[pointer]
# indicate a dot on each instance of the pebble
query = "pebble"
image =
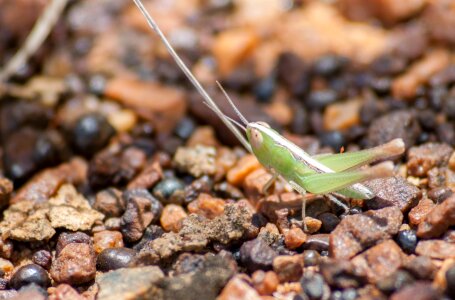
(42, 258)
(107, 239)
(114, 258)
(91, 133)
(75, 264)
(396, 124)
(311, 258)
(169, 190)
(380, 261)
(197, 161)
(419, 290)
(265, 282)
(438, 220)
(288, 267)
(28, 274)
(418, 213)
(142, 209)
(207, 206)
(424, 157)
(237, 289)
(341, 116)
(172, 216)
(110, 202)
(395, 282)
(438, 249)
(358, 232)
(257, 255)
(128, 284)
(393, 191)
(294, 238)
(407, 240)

-*-

Please rewrite every line of the records above as a JSON list of strings, one string per line, with blank lines dropped and the pictures left out.

[
  "[pointer]",
  "# indicate a dot on each instance of the pebble",
  "query = \"pebble\"",
  "image =",
  "(42, 258)",
  "(107, 239)",
  "(114, 258)",
  "(91, 133)",
  "(75, 264)",
  "(396, 124)",
  "(311, 258)",
  "(169, 190)",
  "(380, 261)",
  "(197, 161)",
  "(419, 290)",
  "(265, 282)",
  "(438, 220)",
  "(288, 267)",
  "(28, 274)",
  "(418, 213)",
  "(142, 209)",
  "(207, 206)",
  "(424, 157)",
  "(237, 289)",
  "(341, 116)",
  "(172, 216)",
  "(110, 202)",
  "(395, 282)",
  "(438, 249)",
  "(358, 232)",
  "(257, 255)",
  "(128, 284)",
  "(393, 191)",
  "(294, 238)",
  "(407, 240)"
]